:: Set tasks ::
1. Summarize the forum thread about the Johnnie Walker mailing in two sentences.
2. Write out the forum thread about the Johnnie Walker mailing between "The address label" and "(Mar 24, 2007)", inclusive.
3. Extend the forum thread about the Johnnie Walker mailing from where it stops.

:: Selected text ::
++++++++

# Giving the gift of Scotch...



## Miket61 (Mar 1, 2008)

I live in a townhome community with a centralized mailbox station. I opened my box today to see that it was filled with a dark blue box that I could barely pry out.

On the end, in gold embossing, it said: 

"Johnnie Walker
BLUE LABEL."

Obviously, I wasn't sent a $200 bottle of Scotch in the mail. At least not so obviously.

The address label referred to me as "Professor," which I've never styled myself as. It came from Johnnie Walker and it said "A members-only holiday gift."

It was a small snifter with a "JW&S" logo on it. Clearly ideal for serving that $200 Scotch.

The card enclosed gave instruction to request a mate for the glass online.


----------



## charms (Mar 24, 2007)

Secret admirer? Secret neighborhood scotch club?

At any rate, that's sure better than 5 credit card applications and a grocery store circular.


----------



## Spence (Feb 28, 2006)

So what's your regular behavior that rates such a premium marketing device?

-spence


----------



## MarkfromMD (Nov 5, 2008)

If you don't want it just pm me and I'll send you my address :icon_smile_big:

Sounds like you have a secret admirer!


----------



## Miket61 (Mar 1, 2008)

Spence said:


> So what's your regular behavior that rates such a premium marketing device?
> 
> -spence


I signed up for their mailing list, and I've attended a couple of tastings, but I have done nothing to give them an indication that I spend a lot of money on their product, or that I would be inclined to.


----------



## Miket61 (Mar 1, 2008)

MarkfromMD said:


> If you don't want it just pm me and I'll send you my address :icon_smile_big:
> 
> Sounds like you have a secret admirer!


Sorry, Mark, I'm keeping them.  The one they mailed, and the second one I had to go online to request.

++++++++

:: Dataset entries ::
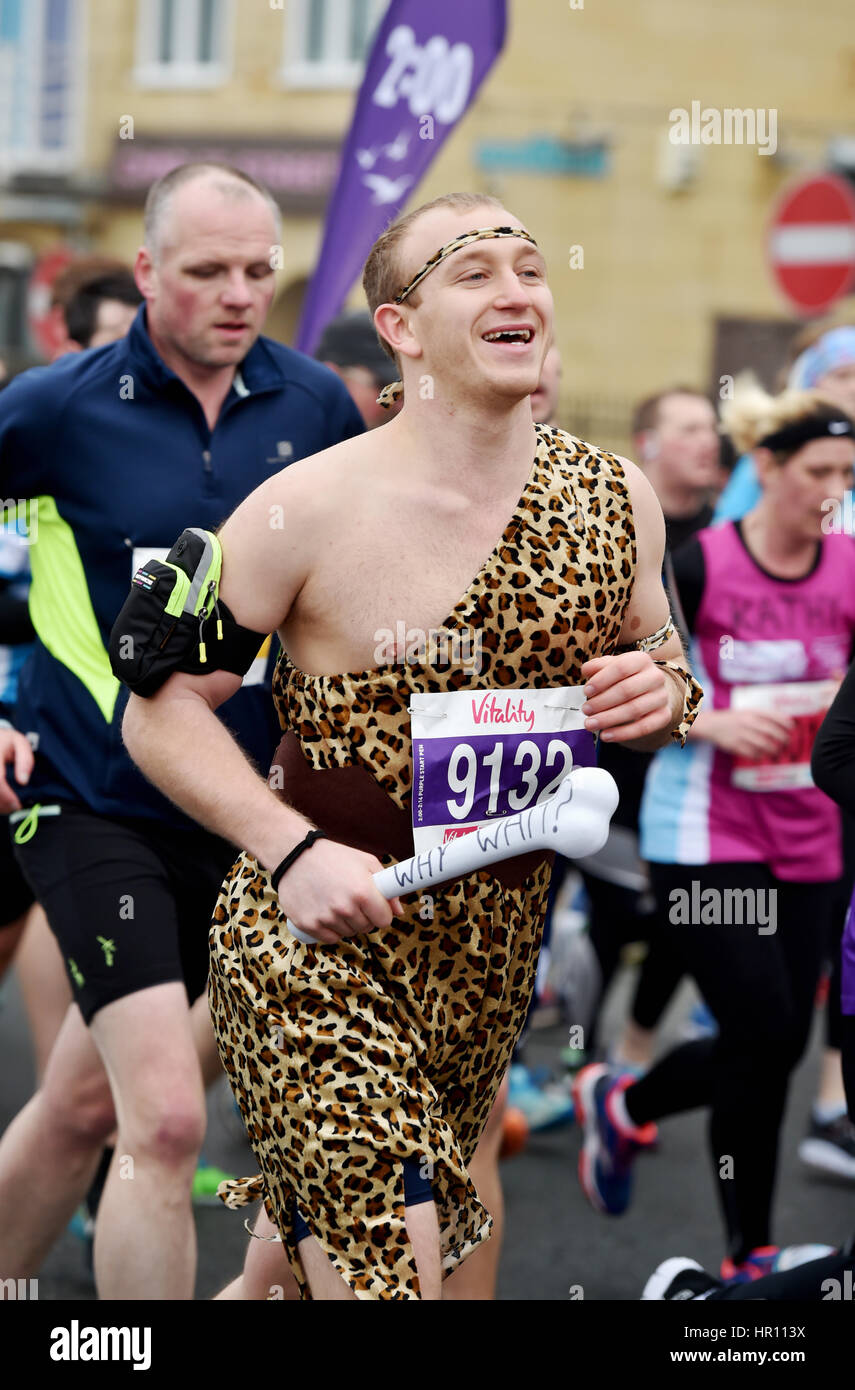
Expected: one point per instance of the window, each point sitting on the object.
(39, 85)
(182, 43)
(327, 41)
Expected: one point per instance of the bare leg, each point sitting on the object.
(146, 1043)
(43, 984)
(476, 1278)
(205, 1041)
(50, 1150)
(830, 1090)
(10, 937)
(266, 1269)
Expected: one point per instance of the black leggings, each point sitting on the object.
(761, 987)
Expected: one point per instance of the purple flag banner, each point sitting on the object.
(427, 63)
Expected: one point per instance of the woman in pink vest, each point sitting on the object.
(744, 849)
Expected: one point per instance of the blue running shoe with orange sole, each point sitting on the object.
(605, 1164)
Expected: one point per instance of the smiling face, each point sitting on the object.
(209, 282)
(481, 320)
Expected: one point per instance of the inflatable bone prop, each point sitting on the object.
(573, 822)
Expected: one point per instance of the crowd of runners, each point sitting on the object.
(200, 747)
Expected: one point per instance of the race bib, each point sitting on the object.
(478, 755)
(805, 704)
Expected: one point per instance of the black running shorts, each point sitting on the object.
(15, 894)
(129, 901)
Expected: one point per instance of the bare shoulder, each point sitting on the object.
(271, 538)
(649, 523)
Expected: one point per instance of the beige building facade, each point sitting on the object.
(656, 249)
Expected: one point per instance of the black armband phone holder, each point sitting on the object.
(174, 620)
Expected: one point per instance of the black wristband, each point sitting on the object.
(295, 854)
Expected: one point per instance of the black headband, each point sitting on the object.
(801, 431)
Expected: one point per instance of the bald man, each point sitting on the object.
(124, 446)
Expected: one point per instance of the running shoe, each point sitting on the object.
(756, 1265)
(545, 1105)
(772, 1260)
(680, 1280)
(206, 1180)
(830, 1148)
(699, 1023)
(605, 1164)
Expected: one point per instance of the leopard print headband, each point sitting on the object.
(395, 389)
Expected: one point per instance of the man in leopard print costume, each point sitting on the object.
(366, 1065)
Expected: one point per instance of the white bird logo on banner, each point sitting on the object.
(387, 189)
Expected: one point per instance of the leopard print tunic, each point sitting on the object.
(346, 1059)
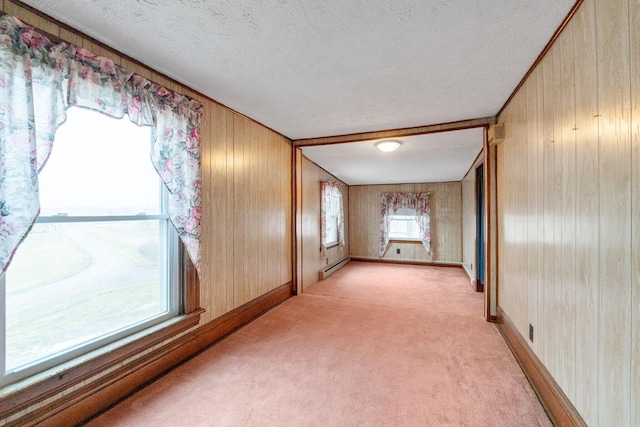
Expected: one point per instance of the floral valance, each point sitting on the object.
(39, 80)
(330, 191)
(391, 202)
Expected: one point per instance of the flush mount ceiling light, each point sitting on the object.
(388, 145)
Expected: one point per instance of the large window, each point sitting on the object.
(404, 225)
(332, 212)
(101, 262)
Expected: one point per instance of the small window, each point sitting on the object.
(331, 222)
(403, 225)
(101, 262)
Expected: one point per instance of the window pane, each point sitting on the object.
(71, 283)
(99, 166)
(404, 227)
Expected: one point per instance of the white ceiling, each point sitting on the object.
(435, 157)
(316, 68)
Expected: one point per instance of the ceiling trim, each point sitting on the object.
(182, 88)
(552, 40)
(397, 133)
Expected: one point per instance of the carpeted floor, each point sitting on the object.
(372, 345)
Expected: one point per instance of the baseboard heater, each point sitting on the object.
(325, 272)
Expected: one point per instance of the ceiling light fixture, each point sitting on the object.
(388, 145)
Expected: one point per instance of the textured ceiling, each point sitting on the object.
(435, 157)
(312, 68)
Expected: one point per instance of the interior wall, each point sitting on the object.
(469, 225)
(312, 261)
(446, 222)
(568, 184)
(246, 193)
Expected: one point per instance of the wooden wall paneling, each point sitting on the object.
(298, 212)
(238, 211)
(310, 229)
(221, 144)
(533, 253)
(208, 213)
(539, 336)
(262, 237)
(559, 372)
(587, 201)
(285, 210)
(634, 22)
(548, 282)
(229, 201)
(251, 264)
(521, 214)
(567, 153)
(612, 29)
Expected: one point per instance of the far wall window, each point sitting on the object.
(404, 225)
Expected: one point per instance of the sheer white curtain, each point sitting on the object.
(391, 202)
(39, 80)
(330, 193)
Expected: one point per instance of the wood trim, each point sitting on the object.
(46, 388)
(397, 133)
(468, 274)
(91, 399)
(296, 235)
(408, 262)
(480, 155)
(488, 258)
(555, 35)
(191, 291)
(555, 402)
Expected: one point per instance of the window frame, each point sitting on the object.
(46, 376)
(402, 238)
(332, 214)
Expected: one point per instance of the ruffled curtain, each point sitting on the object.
(330, 192)
(391, 202)
(39, 80)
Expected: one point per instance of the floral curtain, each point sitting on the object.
(391, 202)
(330, 192)
(39, 80)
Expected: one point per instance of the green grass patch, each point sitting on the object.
(57, 257)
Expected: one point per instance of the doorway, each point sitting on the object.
(480, 229)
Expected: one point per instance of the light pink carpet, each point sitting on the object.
(372, 345)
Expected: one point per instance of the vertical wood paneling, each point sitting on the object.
(549, 262)
(230, 228)
(634, 22)
(532, 206)
(612, 30)
(580, 184)
(469, 220)
(587, 206)
(540, 338)
(567, 153)
(446, 222)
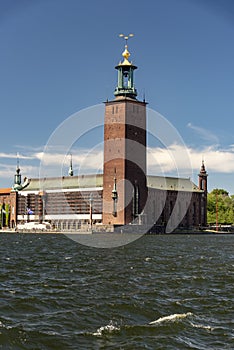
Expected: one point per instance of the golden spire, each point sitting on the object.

++++++++

:: Responses to the exercise ::
1. Miket61 found a dark blue Johnnie Walker Blue Label box in the mailbox that held a small "JW&S" snifter sent as a members-only holiday gift, with a card explaining how to request a mate for the glass online. Other members joked about a secret admirer and asked what earned such a gift, and Miket61 replied that the only contact had been signing up for the mailing list and attending a couple of tastings, and that both glasses would be kept.

2.
The address label referred to me as "Professor," which I've never styled myself as. It came from Johnnie Walker and it said "A members-only holiday gift."

It was a small snifter with a "JW&S" logo on it. Clearly ideal for serving that $200 Scotch.

The card enclosed gave instruction to request a mate for the glass online.


----------



## charms (Mar 24, 2007)

3.
Once I ordered a JW Black in a bar, and the guy next to me paid for it. He introduced himself as a JW rep and gave me his card.

I don't think I gave him my contact information, and I don't recall him getting flirty... and no, there wasn't so much free Scotch that I'd forget such a thing...


----------



## Pentheos (Jun 30, 2008)

Hi Miket,

I'm your neighbor in Atlanta. I'm also a professor. I think my bottle JW blue was sent to you by mistake. Seriously. At least invite me over for a drink.

P.


----------



## Miket61 (Mar 1, 2008)

Pentheos said:


> Hi Miket,
> 
> I'm your neighbor in Atlanta. I'm also a professor. I think my bottle JW blue was sent to you by mistake. Seriously. At least invite me over for a drink.
> 
> P.


No bottle sent, just an empty glass in a pretty box. 

Once the second glass comes, if you happen to find your bottle of JW Blue, feel free to bring it over and we'll toast to our good fortune.


----------



## Pentheos (Jun 30, 2008)

I guess that was pretty stupid of me to misread your post like that. Apparently I need another drink.


----------



## Miket61 (Mar 1, 2008)

Pentheos said:


> Apparently I need another drink.


There was discussion of some Atlanta forum members getting together, but I don't know what came of it. Maybe we need to have another.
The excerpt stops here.